** Opening Stored data block **

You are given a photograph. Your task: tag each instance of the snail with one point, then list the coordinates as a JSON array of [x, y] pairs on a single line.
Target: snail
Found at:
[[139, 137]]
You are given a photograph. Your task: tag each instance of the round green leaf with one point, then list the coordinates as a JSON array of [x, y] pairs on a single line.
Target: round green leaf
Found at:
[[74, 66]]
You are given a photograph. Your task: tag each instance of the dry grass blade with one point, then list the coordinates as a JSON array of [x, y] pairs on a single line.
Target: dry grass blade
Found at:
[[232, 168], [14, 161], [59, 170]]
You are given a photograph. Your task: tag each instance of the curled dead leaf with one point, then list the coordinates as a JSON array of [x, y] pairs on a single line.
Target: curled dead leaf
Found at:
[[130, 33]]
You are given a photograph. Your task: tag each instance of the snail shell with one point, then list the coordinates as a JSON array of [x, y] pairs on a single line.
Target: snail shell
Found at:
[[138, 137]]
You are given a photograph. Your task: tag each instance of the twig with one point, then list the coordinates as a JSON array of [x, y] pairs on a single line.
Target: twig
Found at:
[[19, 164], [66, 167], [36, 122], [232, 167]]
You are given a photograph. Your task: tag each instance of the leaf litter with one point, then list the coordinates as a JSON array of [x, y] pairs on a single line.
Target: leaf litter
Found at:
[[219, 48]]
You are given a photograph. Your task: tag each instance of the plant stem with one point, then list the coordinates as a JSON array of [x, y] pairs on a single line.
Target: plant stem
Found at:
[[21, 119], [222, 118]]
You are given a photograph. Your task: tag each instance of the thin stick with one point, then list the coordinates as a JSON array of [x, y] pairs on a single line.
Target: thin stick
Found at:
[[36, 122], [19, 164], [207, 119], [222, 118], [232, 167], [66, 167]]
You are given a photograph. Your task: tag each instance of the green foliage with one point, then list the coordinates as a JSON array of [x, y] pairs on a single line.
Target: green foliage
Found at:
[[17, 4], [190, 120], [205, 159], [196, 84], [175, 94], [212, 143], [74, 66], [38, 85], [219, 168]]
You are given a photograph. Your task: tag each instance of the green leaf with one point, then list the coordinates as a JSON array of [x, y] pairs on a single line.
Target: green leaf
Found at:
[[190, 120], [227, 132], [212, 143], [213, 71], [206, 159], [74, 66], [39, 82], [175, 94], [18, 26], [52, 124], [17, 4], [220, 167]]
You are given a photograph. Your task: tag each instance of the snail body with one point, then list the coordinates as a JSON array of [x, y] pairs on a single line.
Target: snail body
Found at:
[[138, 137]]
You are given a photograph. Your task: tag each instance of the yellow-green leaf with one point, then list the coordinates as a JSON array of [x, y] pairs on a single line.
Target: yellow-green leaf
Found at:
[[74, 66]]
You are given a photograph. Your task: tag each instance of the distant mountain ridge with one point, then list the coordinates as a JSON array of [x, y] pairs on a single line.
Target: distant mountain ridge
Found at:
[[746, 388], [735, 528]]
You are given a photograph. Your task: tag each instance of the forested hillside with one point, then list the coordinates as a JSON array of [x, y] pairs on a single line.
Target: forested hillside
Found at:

** Closing Stored data block **

_Brief_. Transcribe the material exactly as it reads.

_Solution for this exercise_.
You are given a photograph. Your task: tag each instance of the snail with one point, then list the coordinates as a JSON array of [x, y] pairs on a single line.
Target: snail
Found at:
[[139, 137]]
You are given a photograph. Your task: tag each instance of the round green leaf with one point, then list the coordinates as a JSON array of [x, y] pairs on a single line.
Target: round green leaf
Found at:
[[74, 66]]
You are given a photograph. Your task: tag each instance of the dry grass blade with one point, then list the coordinates as a JSON array of [x, y] pairs on a single line.
Target: dry grass blade
Found at:
[[232, 168], [14, 161], [59, 170]]
You are given a photograph. Your task: tag each instance of the curled dead leaf with one point, then list the coordinates as a JSON array of [x, y] pairs on a single line.
Target: curled dead leaf
Found at:
[[130, 33]]
You are given a photograph. Your task: tag each instance of the snail shell with one point, then list the coordinates as a JSON array of [x, y] pairs on a single line.
Target: snail shell
Found at:
[[138, 137]]
You are given a photograph. Your task: tag each instance of the twig with one point, then list the coordinates as a JSON array of [x, y] pairs on a single line.
Target: twig
Found at:
[[19, 164], [66, 167], [36, 122], [232, 167]]
You are given a photograph. Your task: tag each instance of the leaf litter with one point, then list the coordinates as a JSON array of [x, y] pairs on a single line.
Target: leaf litter
Found at:
[[219, 48]]
You are given a photograph. Your task: tag each instance of the plant stem with one point, then list the coordinates as a JSON array of [x, y] pairs on a single line.
Target: plant stem
Found at:
[[21, 119], [222, 118]]
You are given a photograph. Your task: tag each instance of the thin stick with one point, then list the coordinates as a JSON array of [x, y] pairs on a single line.
Target: thin stick
Found at:
[[36, 122], [19, 164], [207, 119], [222, 118], [232, 167], [66, 167]]
You are given a photograph. Your task: tag each instance of the green foliage with one point, then list the coordinates as a JSON array of [x, y] pairs on a single line.
Target: green foliage
Found at:
[[17, 4], [190, 120], [205, 159], [196, 84], [175, 94], [212, 143], [74, 66], [38, 85], [219, 168]]
You are given a photograph. Your task: tag each instance of the green leaf with one point, then list the coordinates as a JSON array of [x, y] pairs on a single line.
Target: green leaf
Found at:
[[190, 120], [227, 132], [212, 143], [213, 71], [206, 159], [74, 66], [39, 82], [175, 94], [18, 26], [52, 124], [17, 4], [220, 167]]
You are given a photograph. Your task: tag each instance of the snail body with one point, then list the coordinates as a JSON array of [x, y] pairs on a single line.
Target: snail body
Found at:
[[138, 137]]
You are given a photograph. Your task: tag each instance of the yellow-green leaf with one point, then list the coordinates as a JSON array of [x, y] pairs on a single line.
Target: yellow-green leaf
Found at:
[[74, 66]]
You are given a photograph. Your task: tag each instance of the distant mountain ridge with one point, then list the coordinates as a JSON array of [x, y] pairs on a single line.
Target: distant mountain ridge
Found at:
[[746, 388], [735, 528]]
You are given a photograph. Your task: tag each instance of the forested hillside with one point, then list the coordinates as a JSON array of [x, y] pairs on a single line.
Target: forested hillside
Found at:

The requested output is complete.